*** Data records

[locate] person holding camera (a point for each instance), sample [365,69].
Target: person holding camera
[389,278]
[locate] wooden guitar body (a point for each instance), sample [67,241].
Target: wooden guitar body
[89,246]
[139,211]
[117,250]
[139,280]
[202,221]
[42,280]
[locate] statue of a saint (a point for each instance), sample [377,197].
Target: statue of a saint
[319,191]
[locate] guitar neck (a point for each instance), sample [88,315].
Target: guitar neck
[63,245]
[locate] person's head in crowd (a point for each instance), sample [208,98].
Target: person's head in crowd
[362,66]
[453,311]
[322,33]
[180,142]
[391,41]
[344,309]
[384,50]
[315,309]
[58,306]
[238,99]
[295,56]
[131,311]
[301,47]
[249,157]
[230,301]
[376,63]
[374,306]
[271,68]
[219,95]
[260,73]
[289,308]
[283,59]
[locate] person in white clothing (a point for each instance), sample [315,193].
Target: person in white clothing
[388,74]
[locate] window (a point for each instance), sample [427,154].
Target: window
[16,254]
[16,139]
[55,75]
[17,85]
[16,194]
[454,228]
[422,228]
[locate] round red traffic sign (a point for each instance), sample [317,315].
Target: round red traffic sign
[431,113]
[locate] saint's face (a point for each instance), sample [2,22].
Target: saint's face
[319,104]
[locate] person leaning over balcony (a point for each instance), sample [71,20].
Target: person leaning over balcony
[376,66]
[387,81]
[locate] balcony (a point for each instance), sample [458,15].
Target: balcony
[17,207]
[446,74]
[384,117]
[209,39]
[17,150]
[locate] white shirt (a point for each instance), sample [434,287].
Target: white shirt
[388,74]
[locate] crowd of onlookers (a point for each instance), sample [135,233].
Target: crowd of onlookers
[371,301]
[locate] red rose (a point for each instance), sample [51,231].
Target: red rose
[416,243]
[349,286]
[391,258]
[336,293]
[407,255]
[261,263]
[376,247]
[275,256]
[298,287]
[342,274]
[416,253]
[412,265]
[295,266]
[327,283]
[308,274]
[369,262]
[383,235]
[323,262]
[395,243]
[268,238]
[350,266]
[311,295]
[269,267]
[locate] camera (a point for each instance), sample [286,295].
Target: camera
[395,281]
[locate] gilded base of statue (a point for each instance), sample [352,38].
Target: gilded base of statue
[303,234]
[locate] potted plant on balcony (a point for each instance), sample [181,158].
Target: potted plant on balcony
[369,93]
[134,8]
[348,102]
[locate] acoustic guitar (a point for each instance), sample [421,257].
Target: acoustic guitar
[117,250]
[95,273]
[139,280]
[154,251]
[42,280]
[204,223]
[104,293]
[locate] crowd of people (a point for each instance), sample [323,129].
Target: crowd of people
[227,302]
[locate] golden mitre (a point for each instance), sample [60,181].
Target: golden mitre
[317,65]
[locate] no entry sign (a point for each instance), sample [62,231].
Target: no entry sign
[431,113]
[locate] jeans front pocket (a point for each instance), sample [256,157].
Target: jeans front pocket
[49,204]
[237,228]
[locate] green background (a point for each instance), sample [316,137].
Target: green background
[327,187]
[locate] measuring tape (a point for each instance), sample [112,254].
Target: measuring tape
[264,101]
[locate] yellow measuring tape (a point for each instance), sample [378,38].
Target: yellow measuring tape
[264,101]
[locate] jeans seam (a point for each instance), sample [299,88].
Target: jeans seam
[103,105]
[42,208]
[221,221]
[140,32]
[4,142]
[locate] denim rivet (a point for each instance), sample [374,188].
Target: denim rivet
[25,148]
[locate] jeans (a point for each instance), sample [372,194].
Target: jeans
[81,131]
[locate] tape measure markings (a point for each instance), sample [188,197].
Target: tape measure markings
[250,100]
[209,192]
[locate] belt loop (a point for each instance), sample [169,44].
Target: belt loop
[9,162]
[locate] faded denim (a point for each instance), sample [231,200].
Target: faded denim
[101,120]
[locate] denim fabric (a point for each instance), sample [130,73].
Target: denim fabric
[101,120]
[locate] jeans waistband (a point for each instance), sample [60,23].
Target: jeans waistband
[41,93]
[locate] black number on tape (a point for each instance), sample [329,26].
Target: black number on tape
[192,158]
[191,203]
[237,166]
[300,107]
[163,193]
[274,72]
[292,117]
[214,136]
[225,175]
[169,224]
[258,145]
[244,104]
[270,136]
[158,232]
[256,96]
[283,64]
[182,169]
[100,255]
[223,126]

******

• **Stated problem**
Repeat all of the records above word for word, leaving every line unchanged.

• **Answer to this problem**
[locate] person holding camera (a point for each instance), sample [365,69].
Target: person holding camera
[389,278]
[locate] wooden guitar body (a point for each instance), sample [67,241].
Target: wooden guitar body
[89,246]
[139,211]
[117,250]
[139,280]
[202,221]
[42,280]
[locate] statue of a saint (a point for each instance), sample [377,197].
Target: statue of a saint
[319,191]
[locate] guitar neck (a point for each instance), sample [88,315].
Target: guitar neck
[63,245]
[locate] person's head in crowd (a point for each instance), sample [208,98].
Target: person's head in crowd
[362,66]
[453,311]
[322,33]
[180,142]
[391,41]
[344,309]
[384,50]
[315,309]
[58,306]
[238,99]
[295,56]
[131,311]
[301,47]
[249,157]
[230,301]
[376,63]
[374,306]
[271,68]
[219,95]
[260,73]
[289,308]
[283,59]
[locate] person in white clothing (a point for each instance), sample [315,193].
Target: person in white clothing
[388,74]
[locate] window (a point for each instance), sample [427,154].
Target: window
[16,254]
[16,139]
[55,75]
[17,85]
[16,194]
[454,228]
[422,228]
[locate] round red traffic sign (a point for each instance), sample [317,315].
Target: round red traffic sign
[431,113]
[locate] saint's face (a point for each instance), sample [2,22].
Target: saint's face
[319,104]
[locate] person leaning over balcony (a point for each instance), sample [71,20].
Target: person leaning over balcony
[376,66]
[387,81]
[locate] balcony (a point for each instance), sample [458,15].
Target: balcony
[17,207]
[446,74]
[384,117]
[209,39]
[17,150]
[locate] white shirt (a point for each instance), sample [434,287].
Target: white shirt
[388,74]
[locate] crowd of onlookers (a point for each instance), sample [135,233].
Target: crowd of onlookers
[371,301]
[locate] red rose (a point for each instance), sample [51,231].
Target: red rose
[416,243]
[349,286]
[391,258]
[336,293]
[407,255]
[261,263]
[376,247]
[275,256]
[298,287]
[342,274]
[416,253]
[412,265]
[295,266]
[327,283]
[308,274]
[369,262]
[383,235]
[323,262]
[395,243]
[268,238]
[350,266]
[311,295]
[269,267]
[locate] camera (a point for each instance), sample [286,295].
Target: camera
[395,281]
[locate] gilded base of statue (a point for each instance), sample [352,38].
Target: gilded base of statue
[303,234]
[locate] potted plant on balcony (a point for each instance), sample [181,158].
Target: potted plant on balcony
[369,93]
[134,8]
[348,102]
[locate] acoustic guitar (a point for each instance), sample [421,257].
Target: acoustic guitar
[117,250]
[95,273]
[139,280]
[154,251]
[42,280]
[204,223]
[104,293]
[locate] crowd of people (a point for each instance), sample [323,129].
Target: crowd of people
[227,302]
[locate] golden mitre (a point for each instance), sample [60,181].
Target: golden mitre
[317,65]
[locate] no entry sign (a point for each instance), sample [62,231].
Target: no entry sign
[431,113]
[locate] jeans front pocket (a point for each instance), sample [256,157].
Target: jeans front pocket
[49,204]
[237,228]
[locate] green background (a point for each instance), sample [316,137].
Target: green background
[327,187]
[locate] measuring tape (a point for each instance), sample [112,254].
Target: measuring tape
[264,101]
[locate] yellow measuring tape (a point for each instance), sample [378,38].
Target: yellow measuring tape
[264,101]
[locate] jeans seam (a point for each instance), sample [299,88].
Target: jeans seam
[103,105]
[42,208]
[221,221]
[140,32]
[4,142]
[locate] denim rivet (a point for each instance), sample [374,188].
Target: denim rivet
[25,148]
[locate] jeans (a point for each instance), sample [372,194].
Target: jeans
[81,131]
[locate] tape measure markings (a point for each instance), sample [188,197].
Target: tape measure markings
[250,100]
[209,192]
[locate] belt loop (a point for each instance), sample [169,44].
Target: belt loop
[9,162]
[locate] faded denim (a point for each instance), sample [231,200].
Target: faded denim
[101,120]
[locate] denim fabric (a point for each instance), sample [130,73].
Target: denim fabric
[101,120]
[locate] jeans waistband (a point for each instance), sample [60,23].
Target: jeans waistband
[41,93]
[locate] black number on tape (a point for each instance), sample [329,26].
Target: black number on tape
[192,158]
[191,203]
[237,166]
[300,107]
[163,193]
[274,72]
[292,117]
[214,136]
[225,175]
[169,224]
[258,145]
[244,104]
[270,136]
[158,232]
[256,96]
[283,64]
[182,169]
[100,255]
[223,126]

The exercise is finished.